Data for analysis START
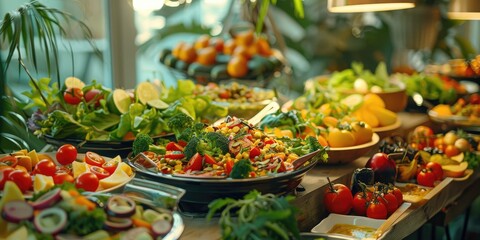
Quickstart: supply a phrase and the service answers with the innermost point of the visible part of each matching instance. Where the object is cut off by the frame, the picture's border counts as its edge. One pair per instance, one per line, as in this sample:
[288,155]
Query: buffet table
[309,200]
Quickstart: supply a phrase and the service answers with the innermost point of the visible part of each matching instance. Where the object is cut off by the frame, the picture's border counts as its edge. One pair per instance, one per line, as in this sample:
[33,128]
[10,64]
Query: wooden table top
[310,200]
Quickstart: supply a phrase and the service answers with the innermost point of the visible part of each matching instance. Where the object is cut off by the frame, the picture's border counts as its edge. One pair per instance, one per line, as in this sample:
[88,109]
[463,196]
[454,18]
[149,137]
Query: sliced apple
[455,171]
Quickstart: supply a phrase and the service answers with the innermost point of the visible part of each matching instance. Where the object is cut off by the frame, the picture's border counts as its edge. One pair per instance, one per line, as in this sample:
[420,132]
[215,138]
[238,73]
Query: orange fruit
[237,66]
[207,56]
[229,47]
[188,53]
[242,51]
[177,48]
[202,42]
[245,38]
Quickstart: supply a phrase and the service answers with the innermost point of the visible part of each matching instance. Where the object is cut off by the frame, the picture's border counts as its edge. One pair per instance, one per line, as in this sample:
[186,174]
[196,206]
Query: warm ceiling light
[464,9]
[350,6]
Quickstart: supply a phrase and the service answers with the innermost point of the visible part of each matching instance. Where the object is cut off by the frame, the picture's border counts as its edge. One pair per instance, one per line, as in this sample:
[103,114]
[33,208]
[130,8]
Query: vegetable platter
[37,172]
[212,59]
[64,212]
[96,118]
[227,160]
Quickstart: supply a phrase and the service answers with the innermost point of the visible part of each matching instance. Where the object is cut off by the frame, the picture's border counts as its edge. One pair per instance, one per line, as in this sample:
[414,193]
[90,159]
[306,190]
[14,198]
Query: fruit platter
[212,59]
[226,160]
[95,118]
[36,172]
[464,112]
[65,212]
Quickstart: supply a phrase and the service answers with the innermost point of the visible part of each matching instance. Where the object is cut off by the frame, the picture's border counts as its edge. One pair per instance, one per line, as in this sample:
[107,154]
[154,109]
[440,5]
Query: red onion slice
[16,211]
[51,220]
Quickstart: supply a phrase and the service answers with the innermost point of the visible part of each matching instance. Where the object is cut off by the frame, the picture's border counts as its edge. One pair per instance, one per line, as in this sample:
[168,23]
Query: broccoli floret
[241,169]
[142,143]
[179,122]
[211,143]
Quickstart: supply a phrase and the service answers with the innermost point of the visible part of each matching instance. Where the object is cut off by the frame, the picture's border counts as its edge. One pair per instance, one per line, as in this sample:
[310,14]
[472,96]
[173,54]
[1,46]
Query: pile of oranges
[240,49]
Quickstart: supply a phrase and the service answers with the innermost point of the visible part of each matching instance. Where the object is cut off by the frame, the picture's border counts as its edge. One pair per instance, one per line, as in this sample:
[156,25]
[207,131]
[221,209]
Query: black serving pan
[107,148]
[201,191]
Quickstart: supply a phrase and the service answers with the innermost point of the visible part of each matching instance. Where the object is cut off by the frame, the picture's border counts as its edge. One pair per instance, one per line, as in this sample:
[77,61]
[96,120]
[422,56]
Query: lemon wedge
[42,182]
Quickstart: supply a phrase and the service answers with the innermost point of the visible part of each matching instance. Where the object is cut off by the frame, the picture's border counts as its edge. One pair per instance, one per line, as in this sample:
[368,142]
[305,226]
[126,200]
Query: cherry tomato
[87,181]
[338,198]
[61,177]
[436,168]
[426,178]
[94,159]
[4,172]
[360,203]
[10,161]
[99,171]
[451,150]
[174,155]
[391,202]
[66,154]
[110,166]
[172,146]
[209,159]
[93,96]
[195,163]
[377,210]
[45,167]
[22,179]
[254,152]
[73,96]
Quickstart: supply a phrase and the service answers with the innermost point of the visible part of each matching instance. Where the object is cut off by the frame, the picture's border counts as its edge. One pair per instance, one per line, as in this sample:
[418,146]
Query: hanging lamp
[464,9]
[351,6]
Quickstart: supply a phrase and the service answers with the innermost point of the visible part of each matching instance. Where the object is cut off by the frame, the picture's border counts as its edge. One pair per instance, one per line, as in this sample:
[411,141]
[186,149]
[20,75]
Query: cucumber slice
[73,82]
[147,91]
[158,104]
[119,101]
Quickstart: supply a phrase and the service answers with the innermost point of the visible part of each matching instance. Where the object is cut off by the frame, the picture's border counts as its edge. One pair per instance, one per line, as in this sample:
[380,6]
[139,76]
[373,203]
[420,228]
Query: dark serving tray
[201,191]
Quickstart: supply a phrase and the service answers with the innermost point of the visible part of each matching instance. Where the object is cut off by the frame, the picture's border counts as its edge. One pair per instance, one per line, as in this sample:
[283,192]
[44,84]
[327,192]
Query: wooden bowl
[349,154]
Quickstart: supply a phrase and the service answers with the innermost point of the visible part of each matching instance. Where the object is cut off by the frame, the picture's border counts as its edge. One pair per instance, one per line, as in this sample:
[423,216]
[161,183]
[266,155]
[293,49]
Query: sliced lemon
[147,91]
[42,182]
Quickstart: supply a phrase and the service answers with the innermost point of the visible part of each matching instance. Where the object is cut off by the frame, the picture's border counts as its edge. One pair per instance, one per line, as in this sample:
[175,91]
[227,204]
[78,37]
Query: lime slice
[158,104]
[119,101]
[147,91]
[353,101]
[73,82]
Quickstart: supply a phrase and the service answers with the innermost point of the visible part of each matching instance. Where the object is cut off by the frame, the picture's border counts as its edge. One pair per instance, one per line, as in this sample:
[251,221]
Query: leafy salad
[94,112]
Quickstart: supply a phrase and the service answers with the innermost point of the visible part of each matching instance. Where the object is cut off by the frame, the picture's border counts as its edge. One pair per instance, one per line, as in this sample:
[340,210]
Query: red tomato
Data for analysis END
## [Instructions for the task]
Everything in the entries must come back exactly, except the pictures.

## [Completed exercise]
Quickstart: supply a phrase and the service answers with the innermost point of the visible part of each matching instance. Where the object is cut off by the frame, the picture's border counts as its edge. One pair per instance, one per line, as in this sample:
[288,155]
Query: buffet table
[309,200]
Quickstart: supply a phrase and the service answers with the innermost point of the visible part of each matching instance. Where the object is cut off by the frame, the picture's border counts as its edge. One pair per instance, one per line, as in this sample:
[33,128]
[10,64]
Query: wooden table top
[310,200]
Quickstart: supply a phrase and the service answers with the innermost point of the visible part of each matching instance. Where the object is cut off by the frame, the picture's border counts as its edge. One pair per instance, one per line, as in this sample:
[88,109]
[463,196]
[454,18]
[149,137]
Query: sliced apple
[455,171]
Quickstart: supply a phrase and the service answers with the innermost point of the visible part of each matching instance. Where the object is cut off by the frame, the picture's border counts as its edge. One pair per instance, one per line, as in this sample:
[420,132]
[215,138]
[238,73]
Query: orange fruit
[237,66]
[207,56]
[229,47]
[188,53]
[242,51]
[177,48]
[202,42]
[245,38]
Quickstart: supply a phrase and the service answers with the innermost point of the visible part of each matching instance. Where the object is cut off by the frame, the picture's border counts as its edge. One pair per instance, one per line, as in this sample:
[186,174]
[196,206]
Query: warm ceiling light
[464,9]
[350,6]
Quickstart: supply a phrase and the service answers with the innermost point of the visible part of each matching instance. Where the object is cut off by the frame, the picture's border counts as its edge. One pair per instance, one per line, as in this sample:
[103,114]
[33,208]
[130,8]
Query: vegetable platter
[37,172]
[212,59]
[64,212]
[96,118]
[227,160]
Quickstart: supply a phrase and the service answers with the innermost point of the visible part of each matching instance. Where the object is cut off by the frame, the picture's border counts as its edge. One pair per instance, one per line, as in this sample:
[414,193]
[90,159]
[306,190]
[14,198]
Query: fruit platter
[212,59]
[226,160]
[95,118]
[36,172]
[464,112]
[65,212]
Quickstart: supply a phrase and the service answers with the innermost point of the visible part of each matching instance. Where the object is cut off by the frame, the picture's border counts as its edge. One pair per instance, one per line, as in this sample:
[107,154]
[154,109]
[440,5]
Query: red onion slice
[16,211]
[51,220]
Quickstart: supply a phrase and the service answers with the innermost point of the visible part of each matching instance. Where the object is cut off by the frame, the picture's border counts as its edge. One pair per instance, one per line, as in this sample:
[168,23]
Query: broccoli floret
[241,169]
[142,143]
[179,122]
[211,143]
Quickstart: supply a phrase and the service answers with the innermost point of the visible part of each matching instance. Where the object is cut off by the frame, the picture's border counts as its edge. One pair per instance, one per line, as in this sample:
[310,14]
[472,96]
[173,54]
[1,46]
Query: pile of oranges
[240,49]
Quickstart: supply a phrase and the service answers with the innermost point of the visible part of each matching instance. Where the object is cut off by the frame, the picture's border counts as its edge. One pair per instance, one per line, as in this sample:
[156,25]
[207,131]
[221,209]
Query: black serving pan
[107,148]
[201,191]
Quickstart: supply a phrase and the service answers with the innermost point of the visible part of each matching instance. Where the object is cut off by the frame, the picture's border counts as its edge. One pair per instance, one per line, as in this sample:
[77,61]
[96,120]
[422,56]
Query: lemon wedge
[42,182]
Quickstart: supply a phrase and the service answers with the innermost point of the visible part of each matching instance. Where the object is cut off by the frame, the picture's border counts as its edge. One pair per instance, one per line, as in this sample:
[368,142]
[305,226]
[126,200]
Query: cherry tomato
[87,181]
[338,198]
[61,177]
[436,168]
[426,178]
[94,159]
[4,172]
[360,203]
[10,161]
[99,171]
[451,150]
[174,155]
[391,202]
[66,154]
[110,166]
[172,146]
[209,159]
[93,96]
[195,163]
[377,210]
[45,167]
[22,179]
[254,152]
[73,96]
Quickstart: supply a phrase and the service answers with the innermost point of the visible part of each matching instance. Where the object is cut off by the frame, the picture's border counts as its edge. One pair per instance, one per line, as in this sample:
[418,146]
Query: hanging lamp
[464,9]
[351,6]
Quickstart: supply a phrase and the service answers with the innermost point of the visible part of each matching instance. Where the object is cut off by the frame, the picture's border counts as its edge. One pair per instance, one per line, as in this sample:
[411,141]
[186,149]
[20,75]
Query: cucumber slice
[73,82]
[147,91]
[158,104]
[119,101]
Quickstart: supply a phrase and the service answers with the innermost point of the visible part of each matching instance. Where the object is cut off by the frame, the picture's border counts as its edge. One pair per instance, one per line, as in this sample:
[380,6]
[139,76]
[373,203]
[420,228]
Query: dark serving tray
[201,191]
Quickstart: supply a phrase and the service answers with the innermost point of the visible part of each matching instance. Where the object is cut off by the frame, the picture's border counts as its edge. One pair per instance, one per line, as in this sample:
[283,192]
[44,84]
[327,192]
Query: wooden bowl
[349,154]
Quickstart: supply a phrase and the service answers with the innermost point of the visible part of each matching instance. Where the object is cut off by the frame, the picture's border counts as its edge. One pair per instance, one per line, as in this sample:
[423,216]
[161,183]
[266,155]
[293,49]
Query: sliced lemon
[147,91]
[42,182]
Quickstart: supply a phrase and the service answers with the innermost point of the visible part of each matching instance. Where the object is cut off by the frame, the picture's border counts as its edge. One pair per instance, one per line, as in this sample:
[175,91]
[227,204]
[78,37]
Query: lime slice
[158,104]
[119,101]
[147,91]
[353,101]
[73,82]
Quickstart: supply a phrase and the service answers with the innermost point of the visible part of each matching instance. Where the object is cut off by the frame, the picture's border counts as its edge. One pair per instance, one per line, as in this sample:
[251,221]
Query: leafy salad
[94,112]
Quickstart: supply a phrase and the service answers with the innermost point of the visible part of each matching instance. Where the object is cut off by the frame, the picture's border counts as its edge. One pair per instance, one per line, as in this sample:
[340,210]
Query: red tomato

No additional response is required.